All entries shown below must be given again word for word.

┌────────

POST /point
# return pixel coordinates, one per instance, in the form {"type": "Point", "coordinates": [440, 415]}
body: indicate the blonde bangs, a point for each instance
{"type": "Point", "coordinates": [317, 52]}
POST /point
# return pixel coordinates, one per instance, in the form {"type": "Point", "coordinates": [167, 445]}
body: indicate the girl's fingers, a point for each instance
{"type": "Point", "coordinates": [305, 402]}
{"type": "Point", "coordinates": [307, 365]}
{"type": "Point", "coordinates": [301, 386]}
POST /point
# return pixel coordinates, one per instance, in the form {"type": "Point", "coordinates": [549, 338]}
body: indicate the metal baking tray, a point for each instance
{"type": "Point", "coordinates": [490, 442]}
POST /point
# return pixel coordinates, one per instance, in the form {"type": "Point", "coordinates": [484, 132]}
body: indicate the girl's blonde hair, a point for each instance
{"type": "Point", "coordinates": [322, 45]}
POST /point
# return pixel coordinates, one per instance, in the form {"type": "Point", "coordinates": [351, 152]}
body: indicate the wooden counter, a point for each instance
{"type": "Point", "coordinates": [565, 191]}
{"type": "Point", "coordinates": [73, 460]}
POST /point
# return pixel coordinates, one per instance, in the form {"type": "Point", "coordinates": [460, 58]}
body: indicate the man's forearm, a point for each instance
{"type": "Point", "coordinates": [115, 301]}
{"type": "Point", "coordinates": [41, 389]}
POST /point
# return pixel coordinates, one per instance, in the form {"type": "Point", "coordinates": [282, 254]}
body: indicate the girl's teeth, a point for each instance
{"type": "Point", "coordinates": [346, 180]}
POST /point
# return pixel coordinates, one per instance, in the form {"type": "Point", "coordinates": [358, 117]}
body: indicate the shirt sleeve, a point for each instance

└────────

* SOLVED EXERCISE
POST /point
# return pixel coordinates, one per instance, in the form {"type": "Point", "coordinates": [440, 415]}
body: indicate the blonde bangs, a point for each instance
{"type": "Point", "coordinates": [317, 52]}
POST /point
# return pixel coordinates, one per instance, in the form {"type": "Point", "coordinates": [167, 445]}
body: indicate the girl's fingers, a point for each instance
{"type": "Point", "coordinates": [305, 402]}
{"type": "Point", "coordinates": [307, 365]}
{"type": "Point", "coordinates": [301, 386]}
POST /point
# return pixel coordinates, one per instance, in the form {"type": "Point", "coordinates": [549, 338]}
body: indicate the metal baking tray, a point for each instance
{"type": "Point", "coordinates": [490, 442]}
POST /point
# return pixel coordinates, one per instance, in the form {"type": "Point", "coordinates": [484, 132]}
body: indicate the girl's blonde hair, a point for each instance
{"type": "Point", "coordinates": [322, 45]}
POST /point
# return pixel coordinates, one per instance, in the form {"type": "Point", "coordinates": [351, 152]}
body: indicate the wooden counter, a point for each instance
{"type": "Point", "coordinates": [565, 191]}
{"type": "Point", "coordinates": [73, 460]}
POST /point
# return pixel coordinates, one per instance, in the form {"type": "Point", "coordinates": [460, 58]}
body: indicate the man's forearm, a point for each instance
{"type": "Point", "coordinates": [115, 301]}
{"type": "Point", "coordinates": [41, 389]}
POST /point
# return pixel coordinates, one per instance, in the form {"type": "Point", "coordinates": [282, 254]}
body: indicate the girl's teeth, a point for each instance
{"type": "Point", "coordinates": [346, 180]}
POST /point
# return pixel coordinates, one per instance, in the form {"type": "Point", "coordinates": [358, 117]}
body: indicate the shirt sleeve, a point for each instance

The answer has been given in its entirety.